Expo Montreal, Padiglione Tedesco 1967

Le sue cosiddette “strutture leggere” nascono principalmente dalla constatazione che molte delle forme che la natura crea spontaneamente sono forme ottimali in quanto la natura si esprime e sviluppa i suoi fenomeni con il minimo dispendio di energia. Le strutture leggere appartengono infatti alla categoria delle “costruzioni naturali”, ottenute con processi di formazione analoghi a quelli della natura, la cui stabilità dipende essenzialmente dalla loro forma. La scelta di questo tipo di strutture da parte di Otto Frei non è casuale, ma
è dovuta al fatto che in tal modo si possono realizzare coperture (permanenti o temporanee) luminose e leggerissime portando a una riduzione enorme di materiali in confronto alla maggior parte delle strutture classiche traducibile in un immediato ridimensionamento dei costi.
In “Storia dell’architettura moderna”, Bruno Zevi colloca Frei Otto – insieme a Soleri e Buckminster Fuller – nella sezione “Utopia e Futuribili”. “Utopia è termine ambiguo” scrive Zevi “applicabile in senso rigoroso forse soltanto ad alcune scenografie dell’Archigram Group. Per il resto, si tratta di ipotesi concrete, riguardanti un domani paurosamente vicino che urge predisporre per evitare incalcolabili catastrofi”. Proprio questa attenzione allo studio di palinsesti urbani futuri sono alla base della relazione tra Otto, Soleri e Fuller.


City in the Artic, visione sotto la cupola gonfiabile, schizzo 1970

L’opera di Otto non è il risultato di una creazione singola, ma è l’espressione di un disegno unitario che coniuga la ricerca teorica sull’idea di città e la sperimentazione tecnologica sulle potenzialità dei materiali, come dimostrano gli studi sulla città antartica e quelli sulle strutture pneumatiche gonfiabili. Con la sua architettura vuole contribuire a migliorare le condizioni di vita delle persone attraverso la costruzione di una società fondata su una più equa occupazione dello spazio.
Le architetture si Frei Otto nascono dall’osservazione degli accampamenti nomadi in condizioni climatiche estreme e dalla sperimentazione quasi ossessiva che compie sui materiali, di cui sfrutta al massimo possibilità tecnologiche e statiche a vantaggio di una grande leggerezza e trasparenza.

> [Materiale fornito]
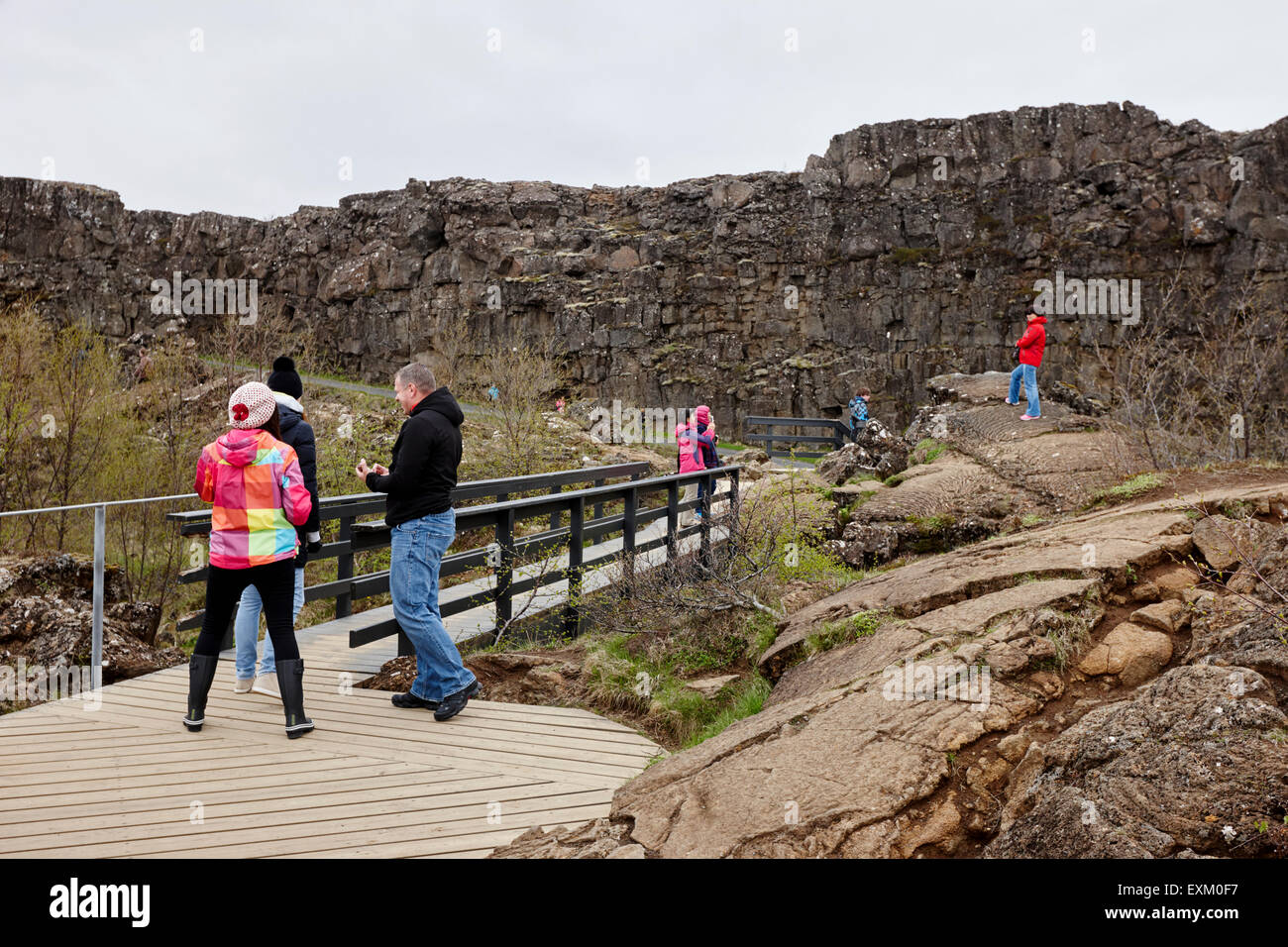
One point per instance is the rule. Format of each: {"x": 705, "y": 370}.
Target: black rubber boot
{"x": 201, "y": 673}
{"x": 290, "y": 682}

> [Consegna e requisiti] Trascrivi senza cambiare nulla la parte del brano su Frei Otto che comincia con "L’opera di Otto" e va avanti fino a "occupazione dello spazio.".

> [Risultato richiesto]
L’opera di Otto non è il risultato di una creazione singola, ma è l’espressione di un disegno unitario che coniuga la ricerca teorica sull’idea di città e la sperimentazione tecnologica sulle potenzialità dei materiali, come dimostrano gli studi sulla città antartica e quelli sulle strutture pneumatiche gonfiabili. Con la sua architettura vuole contribuire a migliorare le condizioni di vita delle persone attraverso la costruzione di una società fondata su una più equa occupazione dello spazio.